- Source
>>>
- Origin: Saint Petersburg, Russia
- Genres: Rapcore, hip-hop, hardcore punk, funk, stoner rock
- Labels: SHOCK-Records Gala Records
- Members: Vasiliy Vasin - MC, guitar Danila Smirnov - MC, DJ, bass guitar Vadim Latyshev - MC, drums
- Past members: Evgeniy Nazarov (deceased) - MC, drums, Ivan Ludevig - guitar

= Kirpichi =

Russian musical group

Kirpichi (translated as 'Bricks') is an alternative music group from Russia. They originated in Saint Petersburg in the year 1995 as "Bricks are Heavy." Their last known setlist was at the venue Urban, located in Moscow, Russia in 2022.

==History==

===Early years and rise to fame===
The groups may have started on May 15, 1995, when its founder Vasya V. (Vasiliy Vasin), with Stas Sytnik and Kirill Solovyev, played a first concert in the Petersburg's House of Pioneers. All the song lyrics were in English. Because of heavy membership turnover, they disbanded in 1996.

In May 1996, Vasya's father gave them money to record some tracks. He then made a deal with SHOCK Records, and soon they published the album Kirpichi tyazhely (Bricks are heavy), which was compiled from translated versions of previous songs.
<<<
- What is needed
Using the Kirpichi page, explain in one to three sentences why the group disbanded in 1996.

- Dataset excerpts
>>>
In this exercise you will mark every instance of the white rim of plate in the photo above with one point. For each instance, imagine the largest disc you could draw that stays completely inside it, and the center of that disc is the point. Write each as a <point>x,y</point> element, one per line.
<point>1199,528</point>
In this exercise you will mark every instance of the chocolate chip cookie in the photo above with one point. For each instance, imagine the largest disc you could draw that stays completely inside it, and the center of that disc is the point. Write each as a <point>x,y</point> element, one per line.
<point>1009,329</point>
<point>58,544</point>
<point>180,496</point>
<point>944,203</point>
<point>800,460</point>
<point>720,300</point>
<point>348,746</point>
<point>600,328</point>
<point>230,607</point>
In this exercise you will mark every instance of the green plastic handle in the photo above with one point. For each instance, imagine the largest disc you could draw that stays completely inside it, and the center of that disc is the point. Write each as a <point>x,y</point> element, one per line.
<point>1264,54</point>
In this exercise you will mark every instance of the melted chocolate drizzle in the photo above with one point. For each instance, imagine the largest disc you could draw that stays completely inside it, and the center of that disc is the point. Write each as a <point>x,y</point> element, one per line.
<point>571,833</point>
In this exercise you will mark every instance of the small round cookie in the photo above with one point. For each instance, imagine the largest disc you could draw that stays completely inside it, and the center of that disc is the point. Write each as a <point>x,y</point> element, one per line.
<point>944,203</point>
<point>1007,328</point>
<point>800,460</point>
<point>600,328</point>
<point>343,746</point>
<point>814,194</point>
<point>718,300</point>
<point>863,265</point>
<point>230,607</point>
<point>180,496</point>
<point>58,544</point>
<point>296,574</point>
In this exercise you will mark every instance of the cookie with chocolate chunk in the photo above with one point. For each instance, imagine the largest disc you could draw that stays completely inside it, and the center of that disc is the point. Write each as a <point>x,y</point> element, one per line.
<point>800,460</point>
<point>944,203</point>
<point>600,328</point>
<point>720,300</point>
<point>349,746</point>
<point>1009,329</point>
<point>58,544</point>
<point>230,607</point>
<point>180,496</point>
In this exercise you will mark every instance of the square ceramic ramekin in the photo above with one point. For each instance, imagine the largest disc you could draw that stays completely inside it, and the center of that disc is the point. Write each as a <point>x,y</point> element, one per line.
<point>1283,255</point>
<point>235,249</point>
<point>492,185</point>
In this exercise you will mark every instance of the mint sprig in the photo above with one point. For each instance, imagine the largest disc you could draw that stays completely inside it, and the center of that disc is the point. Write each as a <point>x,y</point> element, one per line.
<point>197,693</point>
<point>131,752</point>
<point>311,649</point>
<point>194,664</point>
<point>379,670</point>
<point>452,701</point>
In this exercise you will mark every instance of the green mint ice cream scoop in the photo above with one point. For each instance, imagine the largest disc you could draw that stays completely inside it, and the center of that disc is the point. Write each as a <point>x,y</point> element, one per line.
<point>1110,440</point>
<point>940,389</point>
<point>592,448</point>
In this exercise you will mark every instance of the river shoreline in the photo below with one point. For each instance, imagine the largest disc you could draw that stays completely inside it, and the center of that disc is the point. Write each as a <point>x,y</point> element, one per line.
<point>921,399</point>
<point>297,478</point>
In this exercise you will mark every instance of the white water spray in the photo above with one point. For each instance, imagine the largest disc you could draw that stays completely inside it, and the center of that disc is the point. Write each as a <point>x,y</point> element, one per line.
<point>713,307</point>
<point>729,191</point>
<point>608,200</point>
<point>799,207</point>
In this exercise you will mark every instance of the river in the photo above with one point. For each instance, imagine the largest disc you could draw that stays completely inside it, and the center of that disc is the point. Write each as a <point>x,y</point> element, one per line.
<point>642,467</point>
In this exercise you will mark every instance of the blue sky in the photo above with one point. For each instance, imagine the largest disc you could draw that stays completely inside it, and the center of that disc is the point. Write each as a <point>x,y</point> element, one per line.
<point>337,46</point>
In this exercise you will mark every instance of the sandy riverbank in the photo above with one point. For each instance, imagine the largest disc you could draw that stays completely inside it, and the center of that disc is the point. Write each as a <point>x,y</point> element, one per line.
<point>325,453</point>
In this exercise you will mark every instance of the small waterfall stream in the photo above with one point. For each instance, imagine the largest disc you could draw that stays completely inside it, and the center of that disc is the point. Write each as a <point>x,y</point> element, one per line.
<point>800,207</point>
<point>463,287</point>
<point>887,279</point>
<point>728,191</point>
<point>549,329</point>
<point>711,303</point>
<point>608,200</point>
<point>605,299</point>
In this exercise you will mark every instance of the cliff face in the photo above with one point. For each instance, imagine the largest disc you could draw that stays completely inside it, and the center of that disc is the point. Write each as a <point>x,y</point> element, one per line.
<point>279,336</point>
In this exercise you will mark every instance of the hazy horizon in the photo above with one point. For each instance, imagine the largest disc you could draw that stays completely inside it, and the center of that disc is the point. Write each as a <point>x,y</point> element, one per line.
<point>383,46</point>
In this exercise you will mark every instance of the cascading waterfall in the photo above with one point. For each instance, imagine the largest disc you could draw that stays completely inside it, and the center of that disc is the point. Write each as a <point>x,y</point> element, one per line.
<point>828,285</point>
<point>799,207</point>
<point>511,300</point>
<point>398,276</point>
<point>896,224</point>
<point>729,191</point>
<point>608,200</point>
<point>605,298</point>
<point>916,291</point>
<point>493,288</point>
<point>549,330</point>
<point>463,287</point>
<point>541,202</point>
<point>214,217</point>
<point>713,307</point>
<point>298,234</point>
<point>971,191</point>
<<<
- Solution to this problem
The group disbanded in 1996 because of heavy membership turnover. This came about a year after the founder, Vasya V. (Vasiliy Vasin), played a first concert with Stas Sytnik and Kirill Solovyev in May 1995.